■ TEXTO DEL DOCUMENTO ■
En efecto, la discusión sobre las estrategias de crecimiento y, en general, la reflexión sobre la economía política, ha tendido a estar ausente del debate de izquierda en estos últimos años, o al menos ha sido relegada a un rol secundario. Esta situación puede evidenciarse en los sectores hegemónicos de la socialdemocracia que han adscrito a los supuestos de la tercera vía, poniendo énfasis en un discurso centrado en la economía del conocimiento y centrando sus discursos en la importancia de la formación del capital humano y la educación como motores, tanto del crecimiento económico como de la igualdad de oportunidades. En esta lógica, se sobredimensionó absolutamente la importancia y las posibilidades transformadoras de las instituciones y los procesos educativos. Así, la educación fue convertida en un conveniente sucedáneo de reformas estructurales en los ámbitos económico y sociolaboral. En este aspecto, es sintomático el ejemplo del caso chileno, en el cual, durante años, una de las “respuestas tipo” de la dirigencia concertacionista ante los cuestionamientos que les realizaran por la mantención de los niveles de desigualdad, haya sido el contraponer los aumentos en la matrícula universitaria a dicha tendencia.

Esta situación puede enmarcarse en tendencias de más largo alcance, que han señalado autores como Boltanski y Chiapello (2005), según las cuales la exaltación de valores como la autonomía, la flexibilidad y la creatividad habría sido utilizada como recurso ideológico destinado a justificar las nuevas formas que adquirían las relaciones económicas y laborales en el marco de las formas actuales del capitalismo. Dichas visiones ponían la agencia de los individuos en un lugar de primera importancia, a la vez que implicaban, en la práctica, la tendencia a anular la reflexión y la acción política en la mayor parte de los ámbitos económicos. Así, fuera de la política de “clusters” -desmantelada por lo demás en la administración Piñera- no se han generado políticas claras de fomento productivo, dejando el crecimiento a la suerte del mercado. No es de extrañar, en consecuencia, que en la actualidad tengan lugar evidentes problemas derivados de la existencia de políticas estatales de formación de “capital humano avanzado”, las que paradójicamente invierten en su formación sin tener claridad de las áreas a la que debería destinarse o diseñar políticas que permitan su utilización.

■ QUÉ HACER ■
Repite entero y palabra por palabra el texto sobre la izquierda y las estrategias de crecimiento. El listado viene de otra fuente distinta.

■ DATOS SIN PROCESAR ■
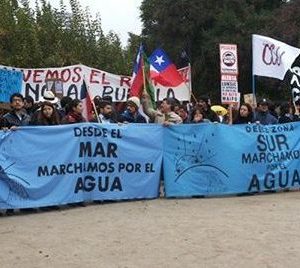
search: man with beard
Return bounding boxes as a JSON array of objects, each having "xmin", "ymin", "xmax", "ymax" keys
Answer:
[
  {"xmin": 197, "ymin": 96, "xmax": 220, "ymax": 122},
  {"xmin": 253, "ymin": 99, "xmax": 278, "ymax": 125},
  {"xmin": 99, "ymin": 100, "xmax": 117, "ymax": 124},
  {"xmin": 1, "ymin": 93, "xmax": 30, "ymax": 129}
]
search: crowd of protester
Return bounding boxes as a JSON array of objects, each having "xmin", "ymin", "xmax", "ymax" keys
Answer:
[
  {"xmin": 0, "ymin": 91, "xmax": 300, "ymax": 214},
  {"xmin": 0, "ymin": 91, "xmax": 300, "ymax": 130}
]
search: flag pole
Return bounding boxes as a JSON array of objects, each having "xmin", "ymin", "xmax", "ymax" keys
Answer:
[
  {"xmin": 83, "ymin": 75, "xmax": 101, "ymax": 123},
  {"xmin": 252, "ymin": 35, "xmax": 257, "ymax": 106},
  {"xmin": 142, "ymin": 65, "xmax": 149, "ymax": 96},
  {"xmin": 188, "ymin": 62, "xmax": 193, "ymax": 102}
]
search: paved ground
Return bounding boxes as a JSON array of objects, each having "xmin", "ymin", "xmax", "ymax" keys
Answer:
[{"xmin": 0, "ymin": 192, "xmax": 300, "ymax": 268}]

■ EJERCICIO RESUELTO ■
En efecto, la discusión sobre las estrategias de crecimiento y, en general, la reflexión sobre la economía política, ha tendido a estar ausente del debate de izquierda en estos últimos años, o al menos ha sido relegada a un rol secundario. Esta situación puede evidenciarse en los sectores hegemónicos de la socialdemocracia que han adscrito a los supuestos de la tercera vía, poniendo énfasis en un discurso centrado en la economía del conocimiento y centrando sus discursos en la importancia de la formación del capital humano y la educación como motores, tanto del crecimiento económico como de la igualdad de oportunidades. En esta lógica, se sobredimensionó absolutamente la importancia y las posibilidades transformadoras de las instituciones y los procesos educativos. Así, la educación fue convertida en un conveniente sucedáneo de reformas estructurales en los ámbitos económico y sociolaboral. En este aspecto, es sintomático el ejemplo del caso chileno, en el cual, durante años, una de las “respuestas tipo” de la dirigencia concertacionista ante los cuestionamientos que les realizaran por la mantención de los niveles de desigualdad, haya sido el contraponer los aumentos en la matrícula universitaria a dicha tendencia.

Esta situación puede enmarcarse en tendencias de más largo alcance, que han señalado autores como Boltanski y Chiapello (2005), según las cuales la exaltación de valores como la autonomía, la flexibilidad y la creatividad habría sido utilizada como recurso ideológico destinado a justificar las nuevas formas que adquirían las relaciones económicas y laborales en el marco de las formas actuales del capitalismo. Dichas visiones ponían la agencia de los individuos en un lugar de primera importancia, a la vez que implicaban, en la práctica, la tendencia a anular la reflexión y la acción política en la mayor parte de los ámbitos económicos. Así, fuera de la política de “clusters” -desmantelada por lo demás en la administración Piñera- no se han generado políticas claras de fomento productivo, dejando el crecimiento a la suerte del mercado. No es de extrañar, en consecuencia, que en la actualidad tengan lugar evidentes problemas derivados de la existencia de políticas estatales de formación de “capital humano avanzado”, las que paradójicamente invierten en su formación sin tener claridad de las áreas a la que debería destinarse o diseñar políticas que permitan su utilización.